Изменить стиль страницы

Наговорившись, Толстой собрался домой. Сютаев сам повез его. Кнута для лошади у него совсем не было. Они ехали и беседовали, и так увлеклись разговором, что не заметили, как лошадь завезла их в ложбину, телега опрокинулась и оба философа вывалились. И, когда вернулся Толстой домой, в дневнике своем он отметил: «Был в Торжке у Сютаева. Утешенье».

XIX

В это время по всей России была назначена перепись населения. Толстой принял в ней участие, и пред ним раскрылась во всем своем ужасе картина городской нищеты, несравненно более ужасной, чем нищета деревенская. В деревне эта нищета как-то смягчается прелестью природы... Потрясающие картины этой ужасной городской нищеты и всяческого падения человеческого были потом развернуты Толстым со свойственной ему силой в одной из самых грозных книг его – «Так что же нам делать?». Это был страшный мир тех «современных вандалов», жуткое восстание которых с такой силой предсказал Генри Джордж,[59] один из любимых писателей Толстого...

▶ _ЗАДАНИЯ_:
(1) Перечислите всех людей, которые названы по имени или фамилии в отрывке о Толстом.
(2) Перепишите из отрывка о Толстом фрагмент, начиная со слов «В это время» и до слов «любимых писателей Толстого...» включительно.
Данные для этого не нужны.

Примеры разметки точками

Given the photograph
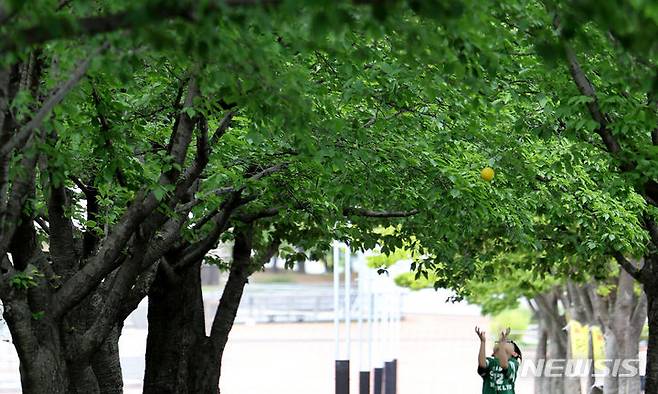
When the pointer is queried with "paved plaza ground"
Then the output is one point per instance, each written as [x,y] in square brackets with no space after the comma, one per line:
[437,354]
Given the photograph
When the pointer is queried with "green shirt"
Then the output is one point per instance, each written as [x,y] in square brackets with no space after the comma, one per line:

▶ _ОТВЕТЫ К ЗАДАНИЯМ_:
(1) Толстой, Сютаев, Генри Джордж

(2)
В это время по всей России была назначена перепись населения. Толстой принял в ней участие, и пред ним раскрылась во всем своем ужасе картина городской нищеты, несравненно более ужасной, чем нищета деревенская. В деревне эта нищета как-то смягчается прелестью природы... Потрясающие картины этой ужасной городской нищеты и всяческого падения человеческого были потом развернуты Толстым со свойственной ему силой в одной из самых грозных книг его – «Так что же нам делать?». Это был страшный мир тех «современных вандалов», жуткое восстание которых с такой силой предсказал Генри Джордж,[59] один из любимых писателей Толстого...